Instrucción >> Del fragmento de abajo sobre la discreción, copia sin cambiar nada la parte que empieza con las palabras "Alguien escribió hace" y termina con "sigan rindiendo culto.".

Fragmento >>
▼

Elogio de la discreción

Alguien escribió hace tiempo que en los grandes espacios de la opinión, las ciudades más habitadas o las altas esferas públicas, existe una tendencia vertiginosa de la renovación de las fortunas y de los infortunios que conlleva a la vez una enorme capacidad de olvido. Mientras que en los pequeños lugares, el vivo empieza a contar a partir de muerto. En las altas mudanzas de la vida, sin embargo, el cadáver más ilustre acapara la atención pública una o dos semanas, todo lo más, y después se incorpora a un letargo en el que apenas se repara en él hasta el aniversario o la efeméride que recobra su figura para que adeptos o seguidores le sigan rindiendo culto.

▲

Material extraído >>
▼

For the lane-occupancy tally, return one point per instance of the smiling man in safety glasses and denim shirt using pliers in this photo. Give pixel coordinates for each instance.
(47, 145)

▲
▼

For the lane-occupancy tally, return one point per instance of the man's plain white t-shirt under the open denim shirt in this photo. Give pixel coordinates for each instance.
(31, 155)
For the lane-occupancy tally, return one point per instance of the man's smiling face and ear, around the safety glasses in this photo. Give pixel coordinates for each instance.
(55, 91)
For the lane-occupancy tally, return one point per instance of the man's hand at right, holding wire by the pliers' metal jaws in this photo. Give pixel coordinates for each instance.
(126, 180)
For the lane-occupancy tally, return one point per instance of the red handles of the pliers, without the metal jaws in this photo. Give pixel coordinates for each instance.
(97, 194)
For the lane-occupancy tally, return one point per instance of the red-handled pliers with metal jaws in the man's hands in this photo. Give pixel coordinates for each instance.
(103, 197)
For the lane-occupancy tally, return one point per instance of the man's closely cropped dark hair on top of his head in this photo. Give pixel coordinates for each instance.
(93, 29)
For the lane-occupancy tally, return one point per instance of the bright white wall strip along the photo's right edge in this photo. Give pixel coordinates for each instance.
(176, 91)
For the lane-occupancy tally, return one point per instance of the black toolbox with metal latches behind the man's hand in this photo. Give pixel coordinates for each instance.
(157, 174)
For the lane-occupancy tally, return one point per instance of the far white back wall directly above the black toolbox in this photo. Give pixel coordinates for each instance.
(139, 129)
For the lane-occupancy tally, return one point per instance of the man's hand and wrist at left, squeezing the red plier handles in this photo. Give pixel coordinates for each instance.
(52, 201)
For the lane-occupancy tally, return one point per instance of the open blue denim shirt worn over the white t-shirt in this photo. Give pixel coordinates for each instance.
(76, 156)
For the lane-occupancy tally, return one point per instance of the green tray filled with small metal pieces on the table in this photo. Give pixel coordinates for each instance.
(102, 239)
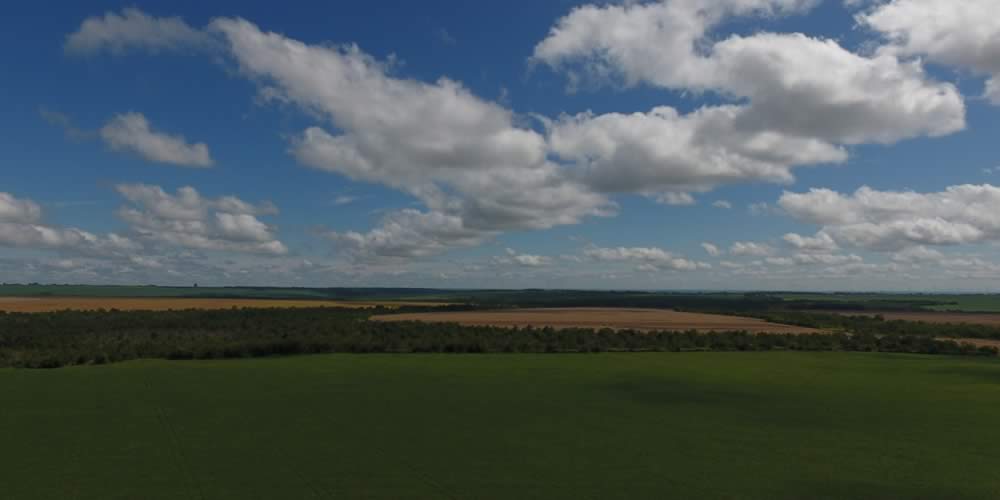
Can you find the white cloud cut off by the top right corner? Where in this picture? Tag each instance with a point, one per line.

▲
▼

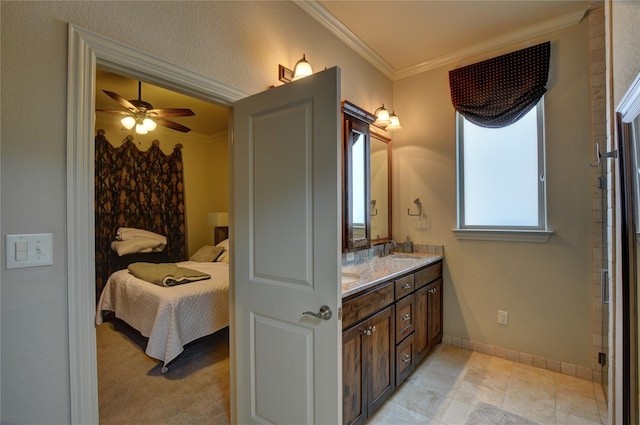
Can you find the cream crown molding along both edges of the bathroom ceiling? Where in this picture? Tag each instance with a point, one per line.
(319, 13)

▲

Respuesta >>
Alguien escribió hace tiempo que en los grandes espacios de la opinión, las ciudades más habitadas o las altas esferas públicas, existe una tendencia vertiginosa de la renovación de las fortunas y de los infortunios que conlleva a la vez una enorme capacidad de olvido. Mientras que en los pequeños lugares, el vivo empieza a contar a partir de muerto. En las altas mudanzas de la vida, sin embargo, el cadáver más ilustre acapara la atención pública una o dos semanas, todo lo más, y después se incorpora a un letargo en el que apenas se repara en él hasta el aniversario o la efeméride que recobra su figura para que adeptos o seguidores le sigan rindiendo culto.